(Beginning of TASK INPUTS)

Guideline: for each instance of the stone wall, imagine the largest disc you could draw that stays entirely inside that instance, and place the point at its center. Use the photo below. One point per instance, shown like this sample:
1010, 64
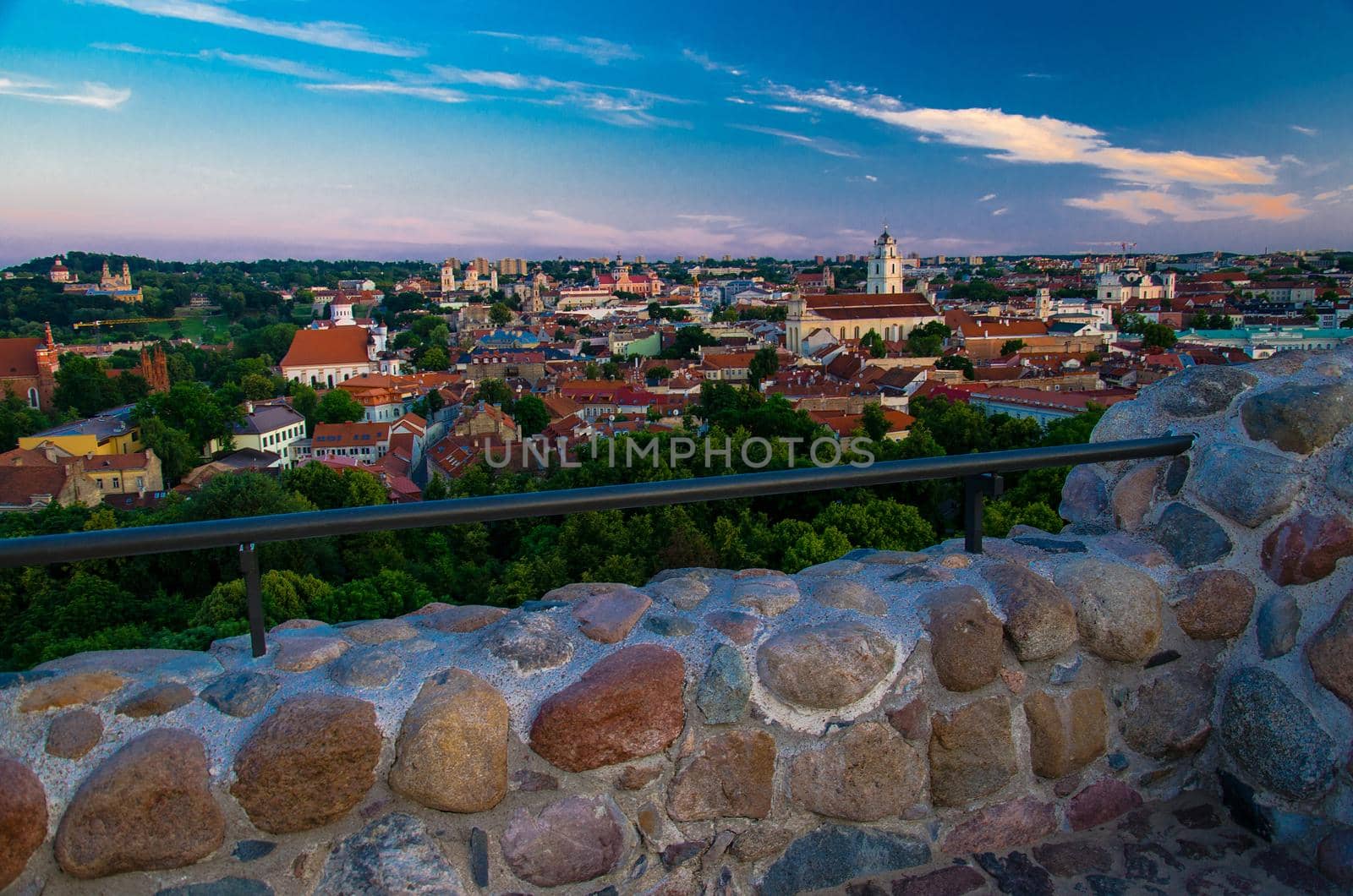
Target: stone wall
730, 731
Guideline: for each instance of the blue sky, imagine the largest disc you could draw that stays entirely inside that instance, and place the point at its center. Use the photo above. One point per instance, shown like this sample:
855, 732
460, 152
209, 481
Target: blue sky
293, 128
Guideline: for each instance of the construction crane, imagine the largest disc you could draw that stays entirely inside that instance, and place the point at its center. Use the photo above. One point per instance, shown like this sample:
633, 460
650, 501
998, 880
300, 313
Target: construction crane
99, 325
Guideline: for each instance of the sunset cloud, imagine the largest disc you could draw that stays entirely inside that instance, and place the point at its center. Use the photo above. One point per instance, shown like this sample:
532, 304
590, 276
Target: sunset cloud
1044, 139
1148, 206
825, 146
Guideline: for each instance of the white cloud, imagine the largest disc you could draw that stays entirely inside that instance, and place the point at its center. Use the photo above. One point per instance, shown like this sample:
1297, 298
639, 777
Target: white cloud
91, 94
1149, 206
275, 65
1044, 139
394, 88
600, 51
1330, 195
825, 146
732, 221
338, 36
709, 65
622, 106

(End of TASK INPUTS)

**ASSIGNED TASK**
Retype the listing exactly and drop the pictures.

**OUTPUT**
Guideline: for each instance of the stone wall, imagine the largest disc you could draw that stays entirely inside that instance, and place the point at its center. Use the photo below. One point per instance, shown like this sample:
1010, 64
Target: stone wall
730, 731
Guideline: for each instance of the blue sky, imagine the largest disc you could draw that stays entirely inside that instance, and place the point at its center. Use the photo above. One point per instance, shown like this sample:
855, 732
460, 152
209, 481
Target: blue sky
293, 128
Guideline: for each instance of the construction crane, imagine the largest disc you could draw that stays entirely inside that instance, and place the point at its center. Use the photo above. One point per instance, shown like this sample:
633, 460
650, 501
998, 880
300, 313
Target: construction crane
99, 325
Guideline: for each instance of the sunset cloud, imagine the largest disc you could draw that stays entirely inside that instance, and place the point at its center. Use the photo above. One point per instance, shown like this sample:
532, 304
590, 276
Target: sunset cloud
1044, 139
1148, 206
825, 146
Guideline: for each instance of the white cloud, imagine the largest disc you could draw that stays entirely inside that instance, and place the point at its center. Use the photo above. One point per instance, shown like this sample:
1297, 298
639, 777
Target: white cloud
91, 94
1149, 206
275, 65
1044, 139
394, 88
600, 51
1330, 195
825, 146
732, 221
338, 36
709, 65
622, 106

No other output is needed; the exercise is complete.